A second impetus for the creation of Frontiers was
provided by the realization that all students should
learn about the analytical tools that scientists use.
We all need the ability to critically examine scientific
evidence if we are to make wise choices about today’s
most pressing issues—climate change, stem cells,
nuclear technology, transplants—and the problems
that we cannot now imagine but that we will have to
solve in the future. This set of tools is outlined in
Frontiers Codirector David Helfand’s Web-based
text, Scientific Habits of Mind. This text
provides a unifying theme across the physical sciences
and life sciences components of the course. The students
meet in seminars to use these analytical skills to tackle
scientific problems from the current literature.

Supplied data:
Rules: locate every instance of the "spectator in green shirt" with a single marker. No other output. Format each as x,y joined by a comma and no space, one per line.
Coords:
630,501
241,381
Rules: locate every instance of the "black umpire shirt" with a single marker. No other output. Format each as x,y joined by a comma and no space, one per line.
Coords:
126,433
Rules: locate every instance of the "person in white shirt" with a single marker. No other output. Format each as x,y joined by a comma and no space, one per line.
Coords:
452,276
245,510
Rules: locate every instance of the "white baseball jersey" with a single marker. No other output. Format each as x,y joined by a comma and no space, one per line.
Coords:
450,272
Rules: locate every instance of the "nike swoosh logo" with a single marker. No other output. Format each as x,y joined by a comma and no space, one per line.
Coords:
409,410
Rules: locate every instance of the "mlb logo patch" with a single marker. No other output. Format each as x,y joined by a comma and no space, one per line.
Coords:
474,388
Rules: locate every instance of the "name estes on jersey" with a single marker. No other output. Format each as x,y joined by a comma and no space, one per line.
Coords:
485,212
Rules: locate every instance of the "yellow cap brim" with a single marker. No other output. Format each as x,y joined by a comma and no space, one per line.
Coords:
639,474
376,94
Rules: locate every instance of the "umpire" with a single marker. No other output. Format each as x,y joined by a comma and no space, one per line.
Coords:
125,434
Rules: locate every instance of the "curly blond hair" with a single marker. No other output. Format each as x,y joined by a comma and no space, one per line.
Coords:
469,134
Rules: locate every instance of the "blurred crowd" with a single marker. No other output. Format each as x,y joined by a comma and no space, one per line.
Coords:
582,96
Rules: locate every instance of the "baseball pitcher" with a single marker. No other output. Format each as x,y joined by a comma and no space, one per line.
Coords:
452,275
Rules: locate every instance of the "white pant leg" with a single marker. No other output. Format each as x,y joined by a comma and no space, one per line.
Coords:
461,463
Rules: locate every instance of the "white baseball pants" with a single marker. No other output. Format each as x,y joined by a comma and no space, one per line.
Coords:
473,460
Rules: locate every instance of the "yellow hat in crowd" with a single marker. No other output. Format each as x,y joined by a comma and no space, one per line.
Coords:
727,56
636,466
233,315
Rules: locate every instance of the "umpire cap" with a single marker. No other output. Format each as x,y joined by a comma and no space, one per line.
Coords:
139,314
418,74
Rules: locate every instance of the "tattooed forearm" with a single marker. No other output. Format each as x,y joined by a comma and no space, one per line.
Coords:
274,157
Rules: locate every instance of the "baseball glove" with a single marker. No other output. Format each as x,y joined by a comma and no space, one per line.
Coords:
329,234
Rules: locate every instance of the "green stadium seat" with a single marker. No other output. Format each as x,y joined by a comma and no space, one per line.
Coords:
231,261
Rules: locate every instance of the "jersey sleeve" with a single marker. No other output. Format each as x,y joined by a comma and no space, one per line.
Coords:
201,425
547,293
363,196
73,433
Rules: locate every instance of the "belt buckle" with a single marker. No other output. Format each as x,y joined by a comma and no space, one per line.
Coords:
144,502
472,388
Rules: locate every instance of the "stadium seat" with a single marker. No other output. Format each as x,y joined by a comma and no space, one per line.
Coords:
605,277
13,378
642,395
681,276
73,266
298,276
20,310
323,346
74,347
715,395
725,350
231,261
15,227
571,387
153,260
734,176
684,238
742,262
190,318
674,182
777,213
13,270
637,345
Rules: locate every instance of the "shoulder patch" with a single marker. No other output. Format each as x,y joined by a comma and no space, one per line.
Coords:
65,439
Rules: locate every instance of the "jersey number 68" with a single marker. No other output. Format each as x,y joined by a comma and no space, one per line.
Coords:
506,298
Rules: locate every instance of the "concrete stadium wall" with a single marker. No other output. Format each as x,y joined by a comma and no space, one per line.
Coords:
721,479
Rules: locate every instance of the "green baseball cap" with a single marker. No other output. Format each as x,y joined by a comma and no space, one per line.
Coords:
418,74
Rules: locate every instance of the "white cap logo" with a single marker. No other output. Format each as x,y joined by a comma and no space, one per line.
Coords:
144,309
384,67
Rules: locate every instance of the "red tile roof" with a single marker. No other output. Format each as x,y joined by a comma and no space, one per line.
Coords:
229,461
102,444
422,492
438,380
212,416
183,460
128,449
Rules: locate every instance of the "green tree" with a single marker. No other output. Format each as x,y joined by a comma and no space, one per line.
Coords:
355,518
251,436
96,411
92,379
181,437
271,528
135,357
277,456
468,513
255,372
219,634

Activities:
**A.** Please translate this sentence from the passage on the Frontiers course into Spanish: "The students meet in seminars to use these analytical skills to tackle scientific problems from the current literature."
**B.** Carry on the passage about the Frontiers course from its final sentence.

Your responses:
**A.** Los estudiantes se reúnen en seminarios para usar estas habilidades analíticas al abordar problemas científicos de la literatura actual.

**B.**
A running joke in Frontiers is that we must have a
New York Times spy; it is uncanny how the paper’s
weekly Science Times section tracks Frontiers
topics and themes. This coincidence demonstrates that
it is possible to enrich faculty members’ interdisciplinary
knowledge while teaching cutting-edge science to eighteen-
and nineteen-year-olds. We acknowledge that the caution
of generations of Columbia science faculty was well
placed: teaching Frontiers is probably the biggest educational
challenge that any faculty member has ever faced. A
seminar that includes an Intel science winner and a
student who is afraid of math is difficult to get right;
it is worth attempting, though, and is tremendous fun.